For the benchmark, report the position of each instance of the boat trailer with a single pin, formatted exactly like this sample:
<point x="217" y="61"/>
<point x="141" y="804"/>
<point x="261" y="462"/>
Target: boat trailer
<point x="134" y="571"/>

:::

**Written request:** Format every line of the entries above as a Markdown table with the columns Row and Line. Number the lines in order and leave out any blank ones.

**The response:**
| Row | Line |
|---|---|
| 1 | For the benchmark, report the position of each instance of the boat trailer with a single pin, formatted exactly like this sample: |
| 2 | <point x="217" y="61"/> |
| 3 | <point x="141" y="804"/> |
| 4 | <point x="261" y="462"/> |
| 5 | Target: boat trailer |
| 6 | <point x="134" y="571"/> |